• Prompt:
Return every line in the records below that contains the word "orange", treating uppercase and lowercase letters as different.
* * * * *
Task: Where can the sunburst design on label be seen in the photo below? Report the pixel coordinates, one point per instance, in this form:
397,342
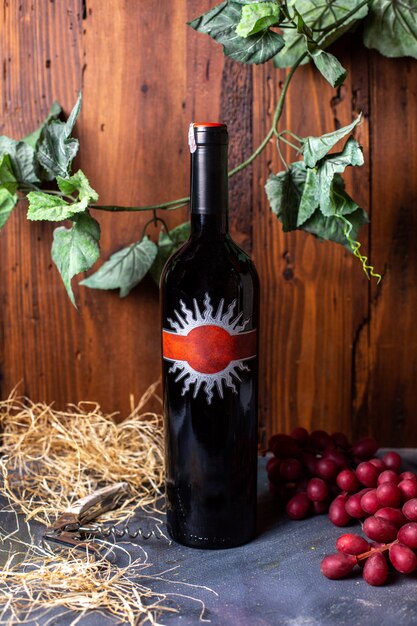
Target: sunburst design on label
208,349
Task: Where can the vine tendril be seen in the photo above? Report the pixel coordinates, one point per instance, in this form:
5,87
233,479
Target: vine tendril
355,247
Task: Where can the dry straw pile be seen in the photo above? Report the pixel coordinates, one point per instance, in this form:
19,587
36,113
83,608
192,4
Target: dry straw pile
51,458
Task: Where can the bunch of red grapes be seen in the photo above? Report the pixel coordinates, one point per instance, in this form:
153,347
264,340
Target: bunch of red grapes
317,473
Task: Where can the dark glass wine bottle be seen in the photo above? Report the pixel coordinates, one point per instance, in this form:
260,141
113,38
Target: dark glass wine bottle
210,314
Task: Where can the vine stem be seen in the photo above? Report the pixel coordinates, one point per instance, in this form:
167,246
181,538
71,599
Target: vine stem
175,204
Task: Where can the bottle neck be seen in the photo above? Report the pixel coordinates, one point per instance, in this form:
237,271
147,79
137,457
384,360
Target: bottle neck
212,225
209,190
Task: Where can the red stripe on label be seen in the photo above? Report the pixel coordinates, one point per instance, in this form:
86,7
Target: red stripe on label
208,349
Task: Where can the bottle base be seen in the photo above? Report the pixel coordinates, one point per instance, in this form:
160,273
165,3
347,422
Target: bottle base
209,543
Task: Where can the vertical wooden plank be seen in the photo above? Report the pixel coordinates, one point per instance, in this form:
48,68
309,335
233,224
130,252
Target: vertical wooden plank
41,61
392,328
236,111
308,287
134,133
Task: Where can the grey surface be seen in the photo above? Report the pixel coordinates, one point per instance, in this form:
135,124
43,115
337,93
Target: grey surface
275,580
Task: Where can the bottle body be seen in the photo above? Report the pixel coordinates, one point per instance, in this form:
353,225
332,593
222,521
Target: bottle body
210,315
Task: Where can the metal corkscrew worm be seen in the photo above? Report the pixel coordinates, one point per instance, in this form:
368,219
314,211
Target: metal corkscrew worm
108,531
73,528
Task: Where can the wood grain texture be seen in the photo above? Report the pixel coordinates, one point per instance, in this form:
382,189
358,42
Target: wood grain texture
313,294
392,315
337,352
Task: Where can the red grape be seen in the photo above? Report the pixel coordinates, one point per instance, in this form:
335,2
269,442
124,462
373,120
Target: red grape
367,474
337,456
291,469
388,476
317,489
352,544
393,461
408,489
365,448
326,469
274,490
298,507
309,461
320,440
375,571
353,505
408,476
337,512
379,529
319,508
347,481
272,462
394,516
408,535
274,473
338,565
403,558
389,495
370,503
341,440
410,510
300,434
379,464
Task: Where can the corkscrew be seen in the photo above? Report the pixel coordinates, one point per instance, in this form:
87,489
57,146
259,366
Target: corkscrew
73,527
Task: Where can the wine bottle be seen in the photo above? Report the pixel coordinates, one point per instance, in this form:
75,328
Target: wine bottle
210,313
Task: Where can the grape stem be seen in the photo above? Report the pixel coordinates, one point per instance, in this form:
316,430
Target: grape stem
381,549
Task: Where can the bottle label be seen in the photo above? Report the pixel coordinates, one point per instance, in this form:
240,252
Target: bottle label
208,348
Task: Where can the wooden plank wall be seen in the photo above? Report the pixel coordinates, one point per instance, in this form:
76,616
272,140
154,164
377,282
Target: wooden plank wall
337,352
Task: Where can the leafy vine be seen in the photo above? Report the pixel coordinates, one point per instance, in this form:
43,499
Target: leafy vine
308,194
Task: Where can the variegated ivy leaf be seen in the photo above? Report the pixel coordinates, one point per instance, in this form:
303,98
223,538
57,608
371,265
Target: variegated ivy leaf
22,159
294,196
8,201
315,148
58,149
335,163
44,206
77,183
257,16
76,249
221,23
319,15
391,27
125,268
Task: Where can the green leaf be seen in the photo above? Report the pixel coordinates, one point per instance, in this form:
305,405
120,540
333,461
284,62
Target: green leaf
7,177
310,197
391,27
294,196
7,203
76,249
125,268
332,228
221,23
167,245
58,148
80,183
318,14
33,138
336,163
315,148
257,16
44,206
284,191
328,65
22,159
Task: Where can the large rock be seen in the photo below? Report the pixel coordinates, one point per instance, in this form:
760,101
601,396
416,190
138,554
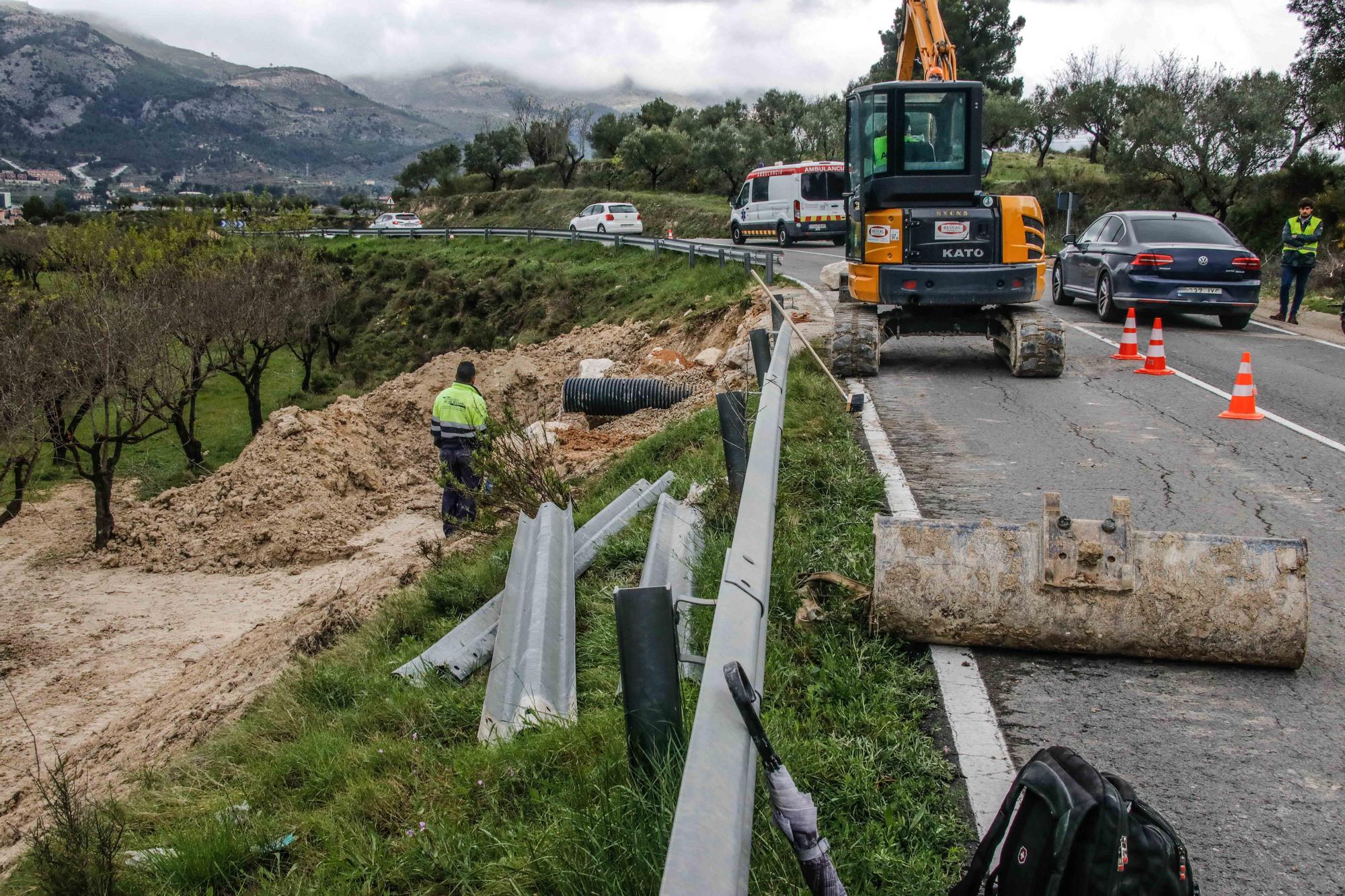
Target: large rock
709,357
832,275
595,368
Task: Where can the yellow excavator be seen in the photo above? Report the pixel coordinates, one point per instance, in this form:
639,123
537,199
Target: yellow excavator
929,251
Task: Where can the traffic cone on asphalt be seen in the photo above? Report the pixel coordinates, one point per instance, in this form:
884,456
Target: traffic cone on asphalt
1129,341
1243,403
1156,362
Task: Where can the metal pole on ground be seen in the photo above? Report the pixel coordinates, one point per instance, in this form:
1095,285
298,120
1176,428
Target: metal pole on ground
652,692
709,852
734,431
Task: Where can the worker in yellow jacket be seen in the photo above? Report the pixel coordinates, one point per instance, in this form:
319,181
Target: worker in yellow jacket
457,423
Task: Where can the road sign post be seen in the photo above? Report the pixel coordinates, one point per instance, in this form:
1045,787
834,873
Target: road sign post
1067,202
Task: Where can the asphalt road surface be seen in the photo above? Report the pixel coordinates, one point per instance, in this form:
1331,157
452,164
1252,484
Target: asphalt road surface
1247,763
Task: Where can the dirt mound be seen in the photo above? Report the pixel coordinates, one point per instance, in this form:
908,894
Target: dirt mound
313,481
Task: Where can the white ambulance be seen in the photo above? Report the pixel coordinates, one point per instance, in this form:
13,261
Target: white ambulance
787,202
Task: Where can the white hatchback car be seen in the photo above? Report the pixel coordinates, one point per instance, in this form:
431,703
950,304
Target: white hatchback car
610,217
399,221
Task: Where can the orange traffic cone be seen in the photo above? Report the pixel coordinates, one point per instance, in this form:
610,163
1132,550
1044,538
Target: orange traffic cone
1243,404
1129,341
1156,362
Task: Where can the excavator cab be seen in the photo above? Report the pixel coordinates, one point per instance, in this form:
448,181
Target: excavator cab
911,142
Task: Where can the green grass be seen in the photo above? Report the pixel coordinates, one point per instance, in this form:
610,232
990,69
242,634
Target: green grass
221,424
691,214
414,299
350,759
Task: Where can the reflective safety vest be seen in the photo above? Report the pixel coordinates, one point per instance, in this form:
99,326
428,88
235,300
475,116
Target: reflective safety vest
1308,252
459,416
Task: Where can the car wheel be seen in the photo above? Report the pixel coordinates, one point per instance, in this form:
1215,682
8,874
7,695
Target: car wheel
1108,310
1058,288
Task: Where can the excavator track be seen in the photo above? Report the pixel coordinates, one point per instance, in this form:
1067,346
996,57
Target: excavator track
1032,342
856,339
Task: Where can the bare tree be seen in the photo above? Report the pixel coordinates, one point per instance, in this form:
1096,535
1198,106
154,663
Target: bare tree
579,128
311,314
26,384
114,346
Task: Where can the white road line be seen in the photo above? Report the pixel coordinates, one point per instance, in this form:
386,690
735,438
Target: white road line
1288,424
1325,342
983,751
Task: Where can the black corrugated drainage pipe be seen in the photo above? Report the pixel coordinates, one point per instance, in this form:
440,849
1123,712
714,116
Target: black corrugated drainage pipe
605,397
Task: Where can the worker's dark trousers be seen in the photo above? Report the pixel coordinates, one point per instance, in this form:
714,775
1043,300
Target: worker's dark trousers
458,505
1288,275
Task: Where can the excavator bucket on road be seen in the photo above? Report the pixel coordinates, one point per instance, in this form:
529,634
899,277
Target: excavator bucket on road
1093,585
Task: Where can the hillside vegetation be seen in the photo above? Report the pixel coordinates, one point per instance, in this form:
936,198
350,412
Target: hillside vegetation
408,300
688,214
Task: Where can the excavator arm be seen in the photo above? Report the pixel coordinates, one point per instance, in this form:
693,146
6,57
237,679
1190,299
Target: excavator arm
923,34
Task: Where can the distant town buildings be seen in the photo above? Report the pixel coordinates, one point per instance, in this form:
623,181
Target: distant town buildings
46,175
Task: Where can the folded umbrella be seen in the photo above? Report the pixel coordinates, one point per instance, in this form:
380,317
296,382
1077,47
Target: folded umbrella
793,810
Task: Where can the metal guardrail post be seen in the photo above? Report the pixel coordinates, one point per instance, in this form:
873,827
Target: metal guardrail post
734,432
533,674
711,848
761,339
652,692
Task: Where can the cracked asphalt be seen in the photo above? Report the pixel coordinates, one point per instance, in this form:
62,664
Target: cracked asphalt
1247,763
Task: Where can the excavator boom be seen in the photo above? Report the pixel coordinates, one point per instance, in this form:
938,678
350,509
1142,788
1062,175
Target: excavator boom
923,34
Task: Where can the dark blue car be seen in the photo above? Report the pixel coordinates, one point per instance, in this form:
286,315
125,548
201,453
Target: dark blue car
1160,261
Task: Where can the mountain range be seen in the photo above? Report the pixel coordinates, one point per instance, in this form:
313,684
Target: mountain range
81,87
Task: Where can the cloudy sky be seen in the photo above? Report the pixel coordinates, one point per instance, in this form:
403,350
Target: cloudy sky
814,46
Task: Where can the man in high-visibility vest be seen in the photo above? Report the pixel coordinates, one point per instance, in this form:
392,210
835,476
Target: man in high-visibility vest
458,420
1301,236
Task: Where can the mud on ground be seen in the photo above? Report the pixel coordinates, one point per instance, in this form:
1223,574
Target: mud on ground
209,589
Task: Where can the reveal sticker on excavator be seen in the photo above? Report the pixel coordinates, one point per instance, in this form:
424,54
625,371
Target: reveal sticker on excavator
952,231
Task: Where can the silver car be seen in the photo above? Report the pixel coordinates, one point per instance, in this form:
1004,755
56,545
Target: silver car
397,222
610,217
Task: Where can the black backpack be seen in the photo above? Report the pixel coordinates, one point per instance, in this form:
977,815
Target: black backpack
1078,833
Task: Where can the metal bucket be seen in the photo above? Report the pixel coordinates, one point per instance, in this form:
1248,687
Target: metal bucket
1093,585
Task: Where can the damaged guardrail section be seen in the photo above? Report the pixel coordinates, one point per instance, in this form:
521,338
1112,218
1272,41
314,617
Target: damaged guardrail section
533,677
469,646
712,833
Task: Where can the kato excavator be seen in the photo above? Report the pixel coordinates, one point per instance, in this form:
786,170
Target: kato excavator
929,251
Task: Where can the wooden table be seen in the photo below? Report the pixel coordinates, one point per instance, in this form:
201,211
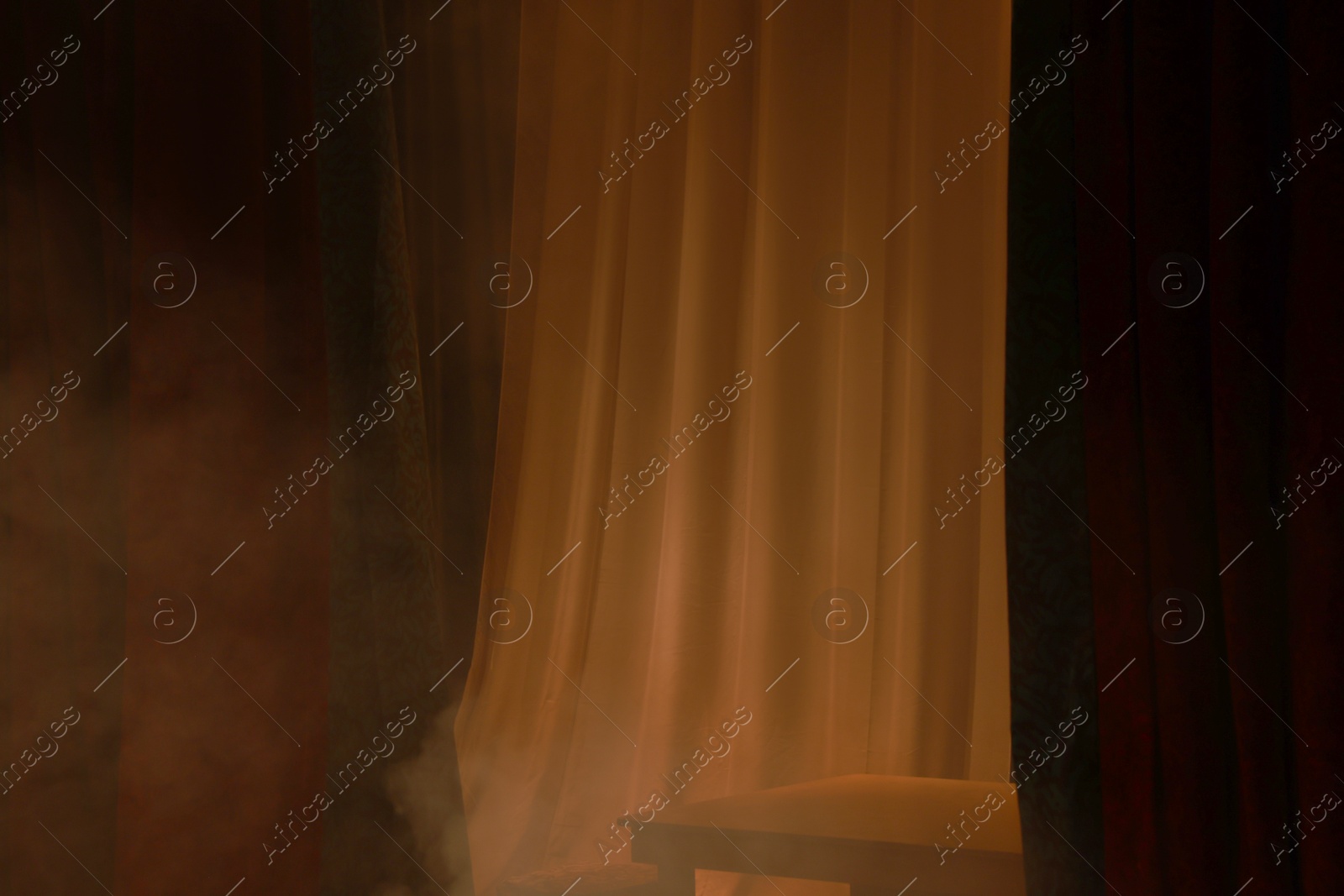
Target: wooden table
878,833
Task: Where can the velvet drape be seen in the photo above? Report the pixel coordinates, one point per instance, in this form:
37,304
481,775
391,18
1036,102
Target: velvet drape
761,359
230,621
1182,244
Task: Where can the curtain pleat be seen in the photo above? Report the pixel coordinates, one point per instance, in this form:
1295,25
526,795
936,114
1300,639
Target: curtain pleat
669,278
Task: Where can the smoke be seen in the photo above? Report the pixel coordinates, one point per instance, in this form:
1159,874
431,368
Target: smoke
425,792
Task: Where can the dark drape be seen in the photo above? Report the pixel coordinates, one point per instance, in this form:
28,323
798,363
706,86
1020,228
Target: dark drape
172,485
65,288
414,192
1189,264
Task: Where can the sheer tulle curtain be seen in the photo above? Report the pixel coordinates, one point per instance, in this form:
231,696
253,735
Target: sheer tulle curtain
764,338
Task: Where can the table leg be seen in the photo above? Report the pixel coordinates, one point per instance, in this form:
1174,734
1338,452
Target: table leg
676,880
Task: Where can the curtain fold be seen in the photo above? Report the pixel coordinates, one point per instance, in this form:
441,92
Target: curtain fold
743,379
228,629
1189,208
64,291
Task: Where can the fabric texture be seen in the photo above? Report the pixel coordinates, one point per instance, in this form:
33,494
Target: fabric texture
1194,154
703,432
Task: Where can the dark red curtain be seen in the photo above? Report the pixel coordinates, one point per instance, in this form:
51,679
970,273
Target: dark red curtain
1176,215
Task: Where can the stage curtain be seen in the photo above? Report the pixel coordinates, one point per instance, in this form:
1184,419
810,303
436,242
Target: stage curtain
687,280
65,289
175,469
1175,253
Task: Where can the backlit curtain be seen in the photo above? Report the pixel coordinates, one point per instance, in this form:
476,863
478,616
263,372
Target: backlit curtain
754,355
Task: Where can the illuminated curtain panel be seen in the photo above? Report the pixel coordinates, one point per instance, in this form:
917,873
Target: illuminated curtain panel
749,469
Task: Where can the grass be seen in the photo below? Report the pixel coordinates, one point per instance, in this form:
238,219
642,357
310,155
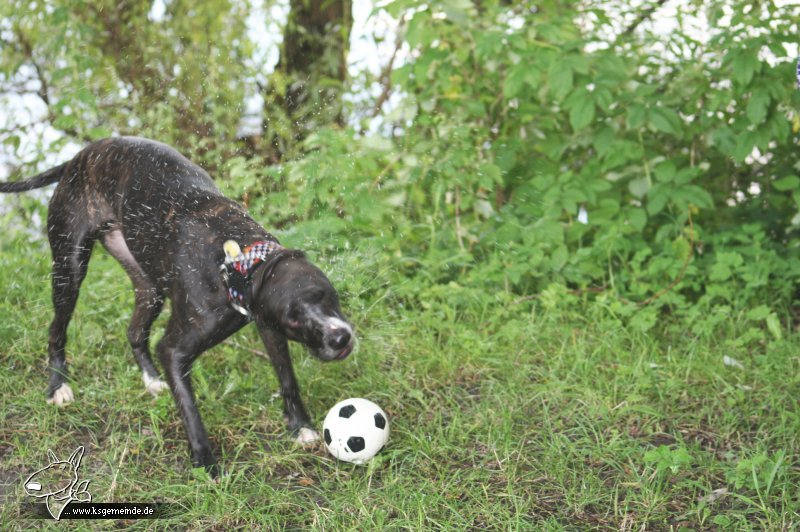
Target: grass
505,415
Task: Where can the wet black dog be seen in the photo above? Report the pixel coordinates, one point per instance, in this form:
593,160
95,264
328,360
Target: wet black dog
164,220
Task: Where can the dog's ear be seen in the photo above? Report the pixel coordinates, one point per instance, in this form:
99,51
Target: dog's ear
232,250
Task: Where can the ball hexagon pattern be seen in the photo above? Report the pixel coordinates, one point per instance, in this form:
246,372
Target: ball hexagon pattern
355,430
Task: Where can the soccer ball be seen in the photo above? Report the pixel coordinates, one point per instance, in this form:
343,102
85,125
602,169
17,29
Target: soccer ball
355,430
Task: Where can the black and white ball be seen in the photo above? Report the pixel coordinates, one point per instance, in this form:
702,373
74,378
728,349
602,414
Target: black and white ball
355,430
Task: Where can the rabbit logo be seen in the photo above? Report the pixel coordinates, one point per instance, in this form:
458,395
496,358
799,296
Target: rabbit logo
58,483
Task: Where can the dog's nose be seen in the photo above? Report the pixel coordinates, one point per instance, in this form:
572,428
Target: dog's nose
340,338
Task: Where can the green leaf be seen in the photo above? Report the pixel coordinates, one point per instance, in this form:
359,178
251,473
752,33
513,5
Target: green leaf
665,120
744,145
757,106
745,65
582,113
790,182
560,80
515,81
637,114
637,218
774,326
639,187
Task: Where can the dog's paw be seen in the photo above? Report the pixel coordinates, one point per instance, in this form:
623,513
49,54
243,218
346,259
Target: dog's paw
154,385
306,436
62,396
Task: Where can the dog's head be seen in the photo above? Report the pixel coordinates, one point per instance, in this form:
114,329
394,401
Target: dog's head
293,295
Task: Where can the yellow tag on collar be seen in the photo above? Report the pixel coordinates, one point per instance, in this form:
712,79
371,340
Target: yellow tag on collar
232,249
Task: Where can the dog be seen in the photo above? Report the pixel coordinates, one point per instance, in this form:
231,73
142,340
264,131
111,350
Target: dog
178,237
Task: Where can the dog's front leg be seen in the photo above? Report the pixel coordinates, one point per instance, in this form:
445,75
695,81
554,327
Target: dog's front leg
177,364
296,417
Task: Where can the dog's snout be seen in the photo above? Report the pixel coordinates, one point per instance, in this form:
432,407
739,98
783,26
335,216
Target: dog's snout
340,338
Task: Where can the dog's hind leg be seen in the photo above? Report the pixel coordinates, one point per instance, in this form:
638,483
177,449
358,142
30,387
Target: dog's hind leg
148,304
71,252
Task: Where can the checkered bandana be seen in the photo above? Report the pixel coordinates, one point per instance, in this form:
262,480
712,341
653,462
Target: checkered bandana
237,271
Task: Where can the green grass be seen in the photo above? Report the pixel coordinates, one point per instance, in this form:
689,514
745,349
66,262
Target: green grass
504,415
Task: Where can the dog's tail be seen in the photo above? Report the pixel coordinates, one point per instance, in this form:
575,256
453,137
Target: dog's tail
42,180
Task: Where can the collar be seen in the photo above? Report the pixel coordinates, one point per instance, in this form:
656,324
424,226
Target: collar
238,268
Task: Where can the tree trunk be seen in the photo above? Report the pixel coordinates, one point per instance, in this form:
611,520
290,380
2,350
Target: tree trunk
305,91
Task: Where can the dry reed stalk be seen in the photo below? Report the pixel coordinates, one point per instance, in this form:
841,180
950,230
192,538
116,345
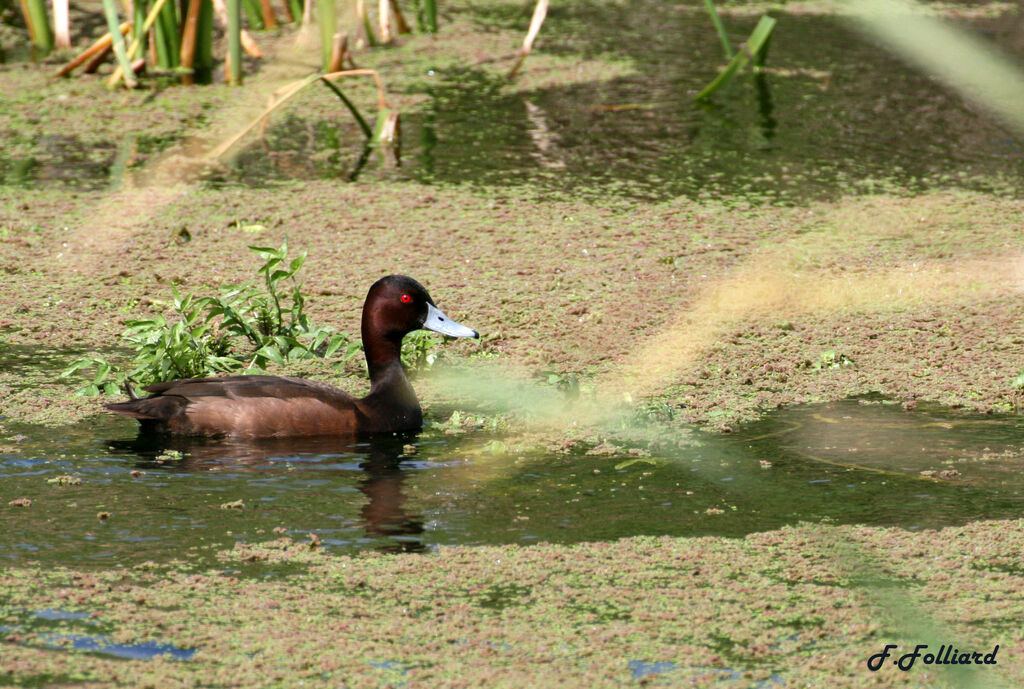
* * * * *
• Correct output:
Task: Where can the orange traffic cone be seen in the photo above? Report the pixel coordinates, one point per instance, in this form:
Target: orange traffic cone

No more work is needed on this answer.